-- start of RECORDS SUPPLIED --

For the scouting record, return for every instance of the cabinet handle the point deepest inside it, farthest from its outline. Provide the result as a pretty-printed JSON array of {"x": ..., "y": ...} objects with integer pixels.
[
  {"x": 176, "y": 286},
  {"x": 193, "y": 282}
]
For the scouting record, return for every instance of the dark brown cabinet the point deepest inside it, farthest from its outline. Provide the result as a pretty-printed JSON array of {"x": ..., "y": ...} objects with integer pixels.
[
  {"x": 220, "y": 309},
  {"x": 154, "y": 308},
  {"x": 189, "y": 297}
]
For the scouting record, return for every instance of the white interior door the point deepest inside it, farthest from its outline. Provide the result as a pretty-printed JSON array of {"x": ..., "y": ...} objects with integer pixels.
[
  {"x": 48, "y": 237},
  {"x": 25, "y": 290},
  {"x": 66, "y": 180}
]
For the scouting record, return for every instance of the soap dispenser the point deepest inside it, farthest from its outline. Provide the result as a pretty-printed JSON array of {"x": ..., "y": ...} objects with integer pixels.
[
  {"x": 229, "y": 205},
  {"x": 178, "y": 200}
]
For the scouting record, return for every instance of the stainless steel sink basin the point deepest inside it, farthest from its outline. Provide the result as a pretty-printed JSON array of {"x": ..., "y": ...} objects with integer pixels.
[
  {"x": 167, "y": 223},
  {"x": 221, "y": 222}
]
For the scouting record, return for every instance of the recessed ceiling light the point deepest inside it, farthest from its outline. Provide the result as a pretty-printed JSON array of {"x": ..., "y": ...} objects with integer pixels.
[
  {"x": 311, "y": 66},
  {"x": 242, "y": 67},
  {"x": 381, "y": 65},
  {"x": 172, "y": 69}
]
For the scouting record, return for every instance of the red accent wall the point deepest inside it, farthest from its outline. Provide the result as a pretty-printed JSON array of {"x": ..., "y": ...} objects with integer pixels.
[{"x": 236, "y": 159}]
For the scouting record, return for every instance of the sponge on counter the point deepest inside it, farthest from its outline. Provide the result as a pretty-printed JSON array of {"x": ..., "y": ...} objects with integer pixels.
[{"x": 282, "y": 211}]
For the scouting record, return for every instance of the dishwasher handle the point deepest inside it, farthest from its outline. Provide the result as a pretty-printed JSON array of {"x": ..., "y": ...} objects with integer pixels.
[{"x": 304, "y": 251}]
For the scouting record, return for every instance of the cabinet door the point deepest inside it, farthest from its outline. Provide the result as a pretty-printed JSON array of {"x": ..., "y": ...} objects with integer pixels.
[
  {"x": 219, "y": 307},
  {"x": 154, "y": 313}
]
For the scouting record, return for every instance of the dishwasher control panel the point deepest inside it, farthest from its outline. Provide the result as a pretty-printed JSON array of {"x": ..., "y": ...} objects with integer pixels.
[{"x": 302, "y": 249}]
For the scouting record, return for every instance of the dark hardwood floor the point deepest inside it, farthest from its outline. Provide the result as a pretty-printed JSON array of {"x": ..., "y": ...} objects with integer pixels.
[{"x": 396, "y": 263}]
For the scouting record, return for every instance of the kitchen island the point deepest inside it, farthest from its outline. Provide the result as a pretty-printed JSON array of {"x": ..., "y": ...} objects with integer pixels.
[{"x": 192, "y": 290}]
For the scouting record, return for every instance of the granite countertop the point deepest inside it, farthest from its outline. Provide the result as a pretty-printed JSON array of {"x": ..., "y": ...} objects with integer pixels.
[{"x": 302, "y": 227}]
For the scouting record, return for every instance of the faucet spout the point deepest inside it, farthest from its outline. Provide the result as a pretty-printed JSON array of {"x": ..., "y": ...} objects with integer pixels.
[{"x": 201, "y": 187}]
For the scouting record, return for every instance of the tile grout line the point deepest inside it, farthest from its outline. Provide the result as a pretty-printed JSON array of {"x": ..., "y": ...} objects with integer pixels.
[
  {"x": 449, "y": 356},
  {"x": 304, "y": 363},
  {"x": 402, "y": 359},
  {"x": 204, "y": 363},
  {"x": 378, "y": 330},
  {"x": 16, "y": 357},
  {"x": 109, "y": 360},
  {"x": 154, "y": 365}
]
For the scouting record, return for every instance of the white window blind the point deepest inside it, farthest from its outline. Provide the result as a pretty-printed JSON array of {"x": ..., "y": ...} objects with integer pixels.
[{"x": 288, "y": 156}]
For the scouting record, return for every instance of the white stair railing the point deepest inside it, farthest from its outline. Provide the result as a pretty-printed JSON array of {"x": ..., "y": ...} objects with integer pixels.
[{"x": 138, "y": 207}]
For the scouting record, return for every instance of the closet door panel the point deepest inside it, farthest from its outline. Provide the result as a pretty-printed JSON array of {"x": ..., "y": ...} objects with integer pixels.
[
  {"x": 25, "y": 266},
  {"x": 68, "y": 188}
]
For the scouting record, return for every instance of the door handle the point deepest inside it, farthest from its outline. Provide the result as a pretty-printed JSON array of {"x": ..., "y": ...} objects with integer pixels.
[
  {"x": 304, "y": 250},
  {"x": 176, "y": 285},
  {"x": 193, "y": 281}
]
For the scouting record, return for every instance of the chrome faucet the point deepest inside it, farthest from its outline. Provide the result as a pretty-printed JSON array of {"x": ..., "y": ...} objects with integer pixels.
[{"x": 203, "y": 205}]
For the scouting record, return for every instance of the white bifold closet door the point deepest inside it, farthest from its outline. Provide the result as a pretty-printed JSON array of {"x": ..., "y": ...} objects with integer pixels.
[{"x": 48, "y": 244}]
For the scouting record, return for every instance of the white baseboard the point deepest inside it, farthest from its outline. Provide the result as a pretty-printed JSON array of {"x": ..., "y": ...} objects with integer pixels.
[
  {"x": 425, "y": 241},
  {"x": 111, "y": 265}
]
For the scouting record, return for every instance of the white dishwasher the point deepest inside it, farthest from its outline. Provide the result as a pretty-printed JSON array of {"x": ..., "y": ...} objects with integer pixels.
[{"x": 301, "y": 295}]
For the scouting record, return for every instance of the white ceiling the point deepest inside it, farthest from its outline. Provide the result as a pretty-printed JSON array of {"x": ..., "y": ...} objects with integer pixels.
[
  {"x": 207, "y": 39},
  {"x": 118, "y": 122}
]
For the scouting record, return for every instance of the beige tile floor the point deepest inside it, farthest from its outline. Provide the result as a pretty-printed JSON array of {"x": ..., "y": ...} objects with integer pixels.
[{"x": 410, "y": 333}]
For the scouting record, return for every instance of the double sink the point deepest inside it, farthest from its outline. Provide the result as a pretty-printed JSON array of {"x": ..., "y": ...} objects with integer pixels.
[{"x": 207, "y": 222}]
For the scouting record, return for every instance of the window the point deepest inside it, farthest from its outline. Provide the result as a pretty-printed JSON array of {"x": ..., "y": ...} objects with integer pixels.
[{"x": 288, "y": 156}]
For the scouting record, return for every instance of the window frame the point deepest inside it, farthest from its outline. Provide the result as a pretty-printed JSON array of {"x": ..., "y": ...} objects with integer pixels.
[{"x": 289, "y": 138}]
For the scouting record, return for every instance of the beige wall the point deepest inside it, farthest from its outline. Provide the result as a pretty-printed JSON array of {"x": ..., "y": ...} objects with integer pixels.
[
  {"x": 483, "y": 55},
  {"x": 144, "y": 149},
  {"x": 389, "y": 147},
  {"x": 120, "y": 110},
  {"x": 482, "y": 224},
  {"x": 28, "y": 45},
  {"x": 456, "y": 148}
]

-- end of RECORDS SUPPLIED --

WHAT IS ASKED -
Starting with the line that contains "the white baseboard", write out each line through the end of the listing, exactly as it appears, and include nothing else.

SOLUTION FOR THIS PROBLEM -
For the scouting record, return for every instance of the white baseboard the point deepest inside it, farthest from its outline. Provide the result as a pretty-printed JSON array of {"x": ..., "y": ...} objects with integer pixels.
[
  {"x": 425, "y": 241},
  {"x": 111, "y": 265}
]
For the scouting record, return for every instance of the white dishwasher the point deepest inside it, farthest from its outline. Provide the result as a pretty-printed JSON array of {"x": ..., "y": ...} objects with integer pixels.
[{"x": 301, "y": 295}]
For the scouting record, return for every instance of the white ceiling the point deepest inside it, farthest from its outline. Provide the result as a pretty-printed JSON array of {"x": ..., "y": ...} objects with integer pixels.
[
  {"x": 207, "y": 39},
  {"x": 118, "y": 122}
]
For the scouting record, return for every instance of the beige tile floor the point deepest inside it, farthest from its outline. Provide the result as a pretty-printed JSON array of {"x": ..., "y": ...} objects with integer pixels.
[{"x": 410, "y": 333}]
For the scouting record, return for every instance of the double sink the point deepest inside it, farthest from its outline. Provide the result as a pretty-printed JSON array of {"x": ..., "y": ...} objects with integer pixels.
[{"x": 207, "y": 222}]
For the scouting record, return for every instance of the window the point deepest inside it, farthest from its outline. Provide the result as a pretty-printed JSON array of {"x": ..., "y": ...} objects with integer pixels.
[{"x": 288, "y": 156}]
For the scouting record, return for every instance of the window frame the point deepest inside it, farthest from its outline. Provide the result as a pretty-printed JSON array of {"x": ..., "y": ...} objects with integer pixels.
[{"x": 289, "y": 138}]
For the scouting record, return for every instance of the beige wall the point deepest inside it, farthest from its outline. Provide the result as a pretty-printed JSON array of {"x": ..., "y": ...} objects with integer pixels.
[
  {"x": 483, "y": 55},
  {"x": 144, "y": 149},
  {"x": 389, "y": 147},
  {"x": 120, "y": 110},
  {"x": 482, "y": 224},
  {"x": 28, "y": 45},
  {"x": 456, "y": 148}
]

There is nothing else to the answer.